■ **TASK TO COMPLETE**: Write out the following records exactly, each one in full.

Extracted records:
= Beginning of Section =
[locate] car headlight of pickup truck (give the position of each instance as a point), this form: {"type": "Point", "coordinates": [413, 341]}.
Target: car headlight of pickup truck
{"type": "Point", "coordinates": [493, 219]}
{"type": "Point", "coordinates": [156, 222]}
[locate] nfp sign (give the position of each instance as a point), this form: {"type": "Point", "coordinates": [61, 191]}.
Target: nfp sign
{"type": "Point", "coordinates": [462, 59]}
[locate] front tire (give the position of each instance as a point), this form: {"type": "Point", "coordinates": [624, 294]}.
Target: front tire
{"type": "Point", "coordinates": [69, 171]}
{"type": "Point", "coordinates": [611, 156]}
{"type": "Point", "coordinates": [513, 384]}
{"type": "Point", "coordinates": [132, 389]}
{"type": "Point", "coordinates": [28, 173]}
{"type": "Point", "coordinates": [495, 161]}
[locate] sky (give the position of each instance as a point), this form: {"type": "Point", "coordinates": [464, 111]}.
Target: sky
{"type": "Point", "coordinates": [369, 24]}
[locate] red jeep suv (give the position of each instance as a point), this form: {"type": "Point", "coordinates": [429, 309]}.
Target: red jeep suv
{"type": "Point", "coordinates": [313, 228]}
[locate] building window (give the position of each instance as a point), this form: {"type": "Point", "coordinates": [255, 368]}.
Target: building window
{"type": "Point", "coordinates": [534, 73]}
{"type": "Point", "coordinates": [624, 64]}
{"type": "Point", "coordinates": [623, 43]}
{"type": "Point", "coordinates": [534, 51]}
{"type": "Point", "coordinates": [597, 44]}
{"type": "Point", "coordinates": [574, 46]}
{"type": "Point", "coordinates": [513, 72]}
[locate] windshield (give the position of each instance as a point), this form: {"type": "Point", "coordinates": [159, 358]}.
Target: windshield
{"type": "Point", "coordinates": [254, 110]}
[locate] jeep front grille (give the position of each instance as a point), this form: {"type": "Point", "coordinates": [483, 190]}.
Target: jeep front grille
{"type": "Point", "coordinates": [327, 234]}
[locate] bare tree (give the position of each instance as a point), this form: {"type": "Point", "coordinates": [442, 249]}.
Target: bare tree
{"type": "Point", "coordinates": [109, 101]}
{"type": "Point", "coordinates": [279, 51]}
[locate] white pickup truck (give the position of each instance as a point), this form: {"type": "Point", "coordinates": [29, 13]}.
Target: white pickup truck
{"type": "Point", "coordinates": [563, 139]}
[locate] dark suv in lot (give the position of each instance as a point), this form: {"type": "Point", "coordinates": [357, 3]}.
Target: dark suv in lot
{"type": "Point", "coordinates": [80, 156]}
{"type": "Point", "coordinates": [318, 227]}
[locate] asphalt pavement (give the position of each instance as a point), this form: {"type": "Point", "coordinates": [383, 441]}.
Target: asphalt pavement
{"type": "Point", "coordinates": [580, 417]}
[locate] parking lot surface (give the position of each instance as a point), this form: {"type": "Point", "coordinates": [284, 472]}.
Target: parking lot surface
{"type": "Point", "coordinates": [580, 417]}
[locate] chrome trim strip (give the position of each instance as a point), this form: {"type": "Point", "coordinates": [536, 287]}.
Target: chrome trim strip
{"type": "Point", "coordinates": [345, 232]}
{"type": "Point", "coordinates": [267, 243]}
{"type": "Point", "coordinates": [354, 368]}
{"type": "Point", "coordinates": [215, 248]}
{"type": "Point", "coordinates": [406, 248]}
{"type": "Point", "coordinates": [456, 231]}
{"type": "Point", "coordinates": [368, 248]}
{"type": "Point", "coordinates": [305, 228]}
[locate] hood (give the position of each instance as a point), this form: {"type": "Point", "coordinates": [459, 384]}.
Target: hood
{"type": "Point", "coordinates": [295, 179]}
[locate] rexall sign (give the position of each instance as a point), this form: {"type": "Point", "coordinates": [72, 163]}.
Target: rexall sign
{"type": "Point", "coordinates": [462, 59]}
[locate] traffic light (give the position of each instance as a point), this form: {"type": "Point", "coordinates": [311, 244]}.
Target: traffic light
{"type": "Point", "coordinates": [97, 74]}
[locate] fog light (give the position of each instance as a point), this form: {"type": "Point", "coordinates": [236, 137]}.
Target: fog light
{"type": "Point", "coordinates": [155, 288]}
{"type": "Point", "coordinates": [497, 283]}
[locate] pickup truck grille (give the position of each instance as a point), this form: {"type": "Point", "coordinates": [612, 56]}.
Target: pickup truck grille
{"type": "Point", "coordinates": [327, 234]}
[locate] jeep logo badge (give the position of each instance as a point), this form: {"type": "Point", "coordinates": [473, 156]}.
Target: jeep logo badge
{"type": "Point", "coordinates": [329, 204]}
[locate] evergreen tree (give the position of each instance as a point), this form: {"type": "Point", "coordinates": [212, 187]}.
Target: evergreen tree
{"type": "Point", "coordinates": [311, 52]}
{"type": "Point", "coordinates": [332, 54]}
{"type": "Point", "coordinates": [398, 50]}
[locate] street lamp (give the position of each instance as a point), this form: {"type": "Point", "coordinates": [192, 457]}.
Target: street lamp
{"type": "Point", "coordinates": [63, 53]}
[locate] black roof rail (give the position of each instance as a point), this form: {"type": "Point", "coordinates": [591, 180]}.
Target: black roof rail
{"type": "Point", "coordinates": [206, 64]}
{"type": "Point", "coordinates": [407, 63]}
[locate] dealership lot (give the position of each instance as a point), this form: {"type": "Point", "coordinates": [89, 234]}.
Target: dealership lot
= End of Section =
■ **ANSWER BELOW**:
[locate] car headlight of pickup truck (give the position of each instance as a point), this form: {"type": "Point", "coordinates": [413, 341]}.
Target: car headlight of pickup truck
{"type": "Point", "coordinates": [493, 219]}
{"type": "Point", "coordinates": [156, 222]}
[locate] nfp sign (give the position of each instance as a point), this form: {"type": "Point", "coordinates": [61, 191]}.
Target: nfp sign
{"type": "Point", "coordinates": [462, 59]}
[locate] front tire (give the position of each instance as a point), this form: {"type": "Point", "coordinates": [624, 294]}.
Target: front tire
{"type": "Point", "coordinates": [69, 171]}
{"type": "Point", "coordinates": [611, 156]}
{"type": "Point", "coordinates": [513, 384]}
{"type": "Point", "coordinates": [132, 389]}
{"type": "Point", "coordinates": [28, 173]}
{"type": "Point", "coordinates": [495, 161]}
[locate] sky (give the position of each instance as a point), this form: {"type": "Point", "coordinates": [464, 111]}.
Target: sky
{"type": "Point", "coordinates": [369, 24]}
[locate] red jeep suv (give the position of each instance as a point), this form: {"type": "Point", "coordinates": [429, 309]}.
Target: red jeep suv
{"type": "Point", "coordinates": [313, 228]}
[locate] building window (give the position of each instance as a point), this form: {"type": "Point", "coordinates": [255, 368]}.
Target: building window
{"type": "Point", "coordinates": [534, 73]}
{"type": "Point", "coordinates": [624, 64]}
{"type": "Point", "coordinates": [623, 43]}
{"type": "Point", "coordinates": [534, 51]}
{"type": "Point", "coordinates": [597, 44]}
{"type": "Point", "coordinates": [574, 46]}
{"type": "Point", "coordinates": [513, 72]}
[locate] windshield (give the position of each instance as a point), this form: {"type": "Point", "coordinates": [159, 358]}.
Target: windshield
{"type": "Point", "coordinates": [254, 110]}
[locate] jeep front grille (give the position of each instance as a point), this form: {"type": "Point", "coordinates": [483, 190]}.
Target: jeep front grille
{"type": "Point", "coordinates": [327, 234]}
[locate] bare tree (give the position of each instance as a point), this form: {"type": "Point", "coordinates": [442, 249]}.
Target: bare tree
{"type": "Point", "coordinates": [109, 101]}
{"type": "Point", "coordinates": [279, 51]}
[locate] white pickup truck (give the position of each instance as a point), this form: {"type": "Point", "coordinates": [29, 13]}.
Target: white pickup truck
{"type": "Point", "coordinates": [563, 139]}
[locate] dark suv in lot (give the position of each instance as a point), this form: {"type": "Point", "coordinates": [357, 3]}.
Target: dark suv in lot
{"type": "Point", "coordinates": [80, 156]}
{"type": "Point", "coordinates": [318, 227]}
[locate] asphalt pavement (give the position of each instance as a point), this form: {"type": "Point", "coordinates": [383, 441]}.
Target: asphalt pavement
{"type": "Point", "coordinates": [580, 417]}
[locate] parking lot surface (give the position of each instance as a point), this form: {"type": "Point", "coordinates": [284, 472]}.
Target: parking lot surface
{"type": "Point", "coordinates": [580, 417]}
[locate] chrome trim strip (give the position of each instance as a point), this form: {"type": "Point", "coordinates": [536, 287]}.
Target: chrome trim strip
{"type": "Point", "coordinates": [345, 232]}
{"type": "Point", "coordinates": [267, 243]}
{"type": "Point", "coordinates": [354, 368]}
{"type": "Point", "coordinates": [215, 248]}
{"type": "Point", "coordinates": [406, 248]}
{"type": "Point", "coordinates": [456, 231]}
{"type": "Point", "coordinates": [368, 248]}
{"type": "Point", "coordinates": [305, 228]}
[locate] hood (give the position of each instance as a point), this form: {"type": "Point", "coordinates": [459, 384]}.
Target: hood
{"type": "Point", "coordinates": [295, 179]}
[locate] rexall sign (give the position of each instance as a point), this form: {"type": "Point", "coordinates": [72, 163]}.
Target: rexall sign
{"type": "Point", "coordinates": [462, 59]}
[locate] traffic light (give the position of each instance as a point), this form: {"type": "Point", "coordinates": [311, 244]}.
Target: traffic light
{"type": "Point", "coordinates": [97, 74]}
[locate] fog light (give the position of each instance as a point), this form: {"type": "Point", "coordinates": [236, 137]}.
Target: fog light
{"type": "Point", "coordinates": [155, 288]}
{"type": "Point", "coordinates": [497, 283]}
[locate] pickup truck grille (give the position of each instance as a point), this form: {"type": "Point", "coordinates": [612, 56]}.
Target: pickup truck grille
{"type": "Point", "coordinates": [327, 234]}
[locate] jeep logo badge (give the position of each instance as a point), this form: {"type": "Point", "coordinates": [473, 156]}.
Target: jeep logo badge
{"type": "Point", "coordinates": [329, 204]}
[locate] evergreen tree (give the position of each instance as a point), this form: {"type": "Point", "coordinates": [212, 187]}.
Target: evergreen tree
{"type": "Point", "coordinates": [311, 52]}
{"type": "Point", "coordinates": [332, 54]}
{"type": "Point", "coordinates": [398, 50]}
[locate] street lamp (give the position of each instance as a point), this form: {"type": "Point", "coordinates": [192, 457]}.
Target: street lamp
{"type": "Point", "coordinates": [63, 53]}
[locate] black roof rail (give the position of each instance as a point), this form: {"type": "Point", "coordinates": [591, 180]}.
Target: black roof rail
{"type": "Point", "coordinates": [206, 64]}
{"type": "Point", "coordinates": [407, 63]}
[locate] dealership lot (give the position of each instance as a point), this form: {"type": "Point", "coordinates": [89, 234]}.
Target: dealership lot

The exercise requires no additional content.